__WHAT YOU SHOULD DO__. The full set of records must be printed exactly as given.

_ _ _

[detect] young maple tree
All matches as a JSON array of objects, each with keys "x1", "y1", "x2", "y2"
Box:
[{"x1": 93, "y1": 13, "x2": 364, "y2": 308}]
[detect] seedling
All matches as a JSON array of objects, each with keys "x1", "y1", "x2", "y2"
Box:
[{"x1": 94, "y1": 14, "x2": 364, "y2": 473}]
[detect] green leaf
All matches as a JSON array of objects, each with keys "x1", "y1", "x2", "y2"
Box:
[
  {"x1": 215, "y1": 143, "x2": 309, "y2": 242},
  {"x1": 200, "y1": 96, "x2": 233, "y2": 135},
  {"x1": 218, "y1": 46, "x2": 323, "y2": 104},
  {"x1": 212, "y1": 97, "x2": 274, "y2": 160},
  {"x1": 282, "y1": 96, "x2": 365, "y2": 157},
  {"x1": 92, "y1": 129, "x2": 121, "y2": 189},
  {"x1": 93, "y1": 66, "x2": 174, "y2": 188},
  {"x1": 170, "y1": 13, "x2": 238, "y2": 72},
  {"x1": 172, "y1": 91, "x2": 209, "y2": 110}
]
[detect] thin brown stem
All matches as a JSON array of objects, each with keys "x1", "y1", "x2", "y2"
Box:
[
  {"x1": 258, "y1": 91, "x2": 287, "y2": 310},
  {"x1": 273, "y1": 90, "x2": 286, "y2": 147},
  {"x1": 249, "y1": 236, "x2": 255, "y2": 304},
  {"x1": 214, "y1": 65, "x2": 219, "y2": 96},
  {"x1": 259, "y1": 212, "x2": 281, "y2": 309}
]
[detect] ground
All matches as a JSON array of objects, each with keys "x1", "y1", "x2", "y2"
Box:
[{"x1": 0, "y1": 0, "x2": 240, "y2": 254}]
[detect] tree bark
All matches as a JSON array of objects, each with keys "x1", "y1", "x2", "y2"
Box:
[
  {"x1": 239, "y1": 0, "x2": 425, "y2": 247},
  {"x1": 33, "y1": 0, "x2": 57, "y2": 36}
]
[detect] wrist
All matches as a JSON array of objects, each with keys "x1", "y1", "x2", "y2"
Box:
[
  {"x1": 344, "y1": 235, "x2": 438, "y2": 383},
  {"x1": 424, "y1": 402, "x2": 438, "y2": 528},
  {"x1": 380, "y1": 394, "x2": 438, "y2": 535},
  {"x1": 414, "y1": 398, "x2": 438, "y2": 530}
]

_ _ _

__EXERCISE OUTPUT__.
[detect] young maple tree
All matches as a JSON array of objects, each with keys "x1", "y1", "x2", "y2"
Box:
[{"x1": 93, "y1": 13, "x2": 364, "y2": 308}]
[detect] seedling
All matches as a JSON array of objects, each with keys "x1", "y1", "x2", "y2"
Box:
[{"x1": 94, "y1": 14, "x2": 364, "y2": 473}]
[detect] green leaf
All matches as a JSON array of objects, each with keys "x1", "y1", "x2", "y2"
Box:
[
  {"x1": 215, "y1": 143, "x2": 309, "y2": 242},
  {"x1": 200, "y1": 96, "x2": 233, "y2": 135},
  {"x1": 218, "y1": 46, "x2": 323, "y2": 104},
  {"x1": 212, "y1": 97, "x2": 274, "y2": 160},
  {"x1": 282, "y1": 96, "x2": 365, "y2": 157},
  {"x1": 92, "y1": 129, "x2": 121, "y2": 189},
  {"x1": 93, "y1": 66, "x2": 174, "y2": 188},
  {"x1": 170, "y1": 13, "x2": 238, "y2": 72},
  {"x1": 172, "y1": 91, "x2": 209, "y2": 110}
]
[detect] thin brown stem
All matches as a JSON array of objects, each with keys "x1", "y1", "x2", "y2"
Box:
[
  {"x1": 258, "y1": 91, "x2": 287, "y2": 310},
  {"x1": 273, "y1": 90, "x2": 286, "y2": 147},
  {"x1": 249, "y1": 236, "x2": 255, "y2": 304},
  {"x1": 214, "y1": 65, "x2": 219, "y2": 96},
  {"x1": 259, "y1": 212, "x2": 281, "y2": 309}
]
[detect] ground
All matches as a JSON array of objects, each with keys "x1", "y1", "x2", "y2"
Box:
[{"x1": 0, "y1": 0, "x2": 240, "y2": 254}]
[detect] tree bark
All matches as a JSON array of objects, each with keys "x1", "y1", "x2", "y2"
Box:
[
  {"x1": 239, "y1": 0, "x2": 425, "y2": 247},
  {"x1": 33, "y1": 0, "x2": 57, "y2": 36}
]
[detect] wrist
All matches as a JSON array of objects, each with keys "x1", "y1", "x2", "y2"
Box:
[
  {"x1": 344, "y1": 235, "x2": 438, "y2": 383},
  {"x1": 424, "y1": 402, "x2": 438, "y2": 528},
  {"x1": 380, "y1": 394, "x2": 438, "y2": 535},
  {"x1": 414, "y1": 398, "x2": 438, "y2": 530}
]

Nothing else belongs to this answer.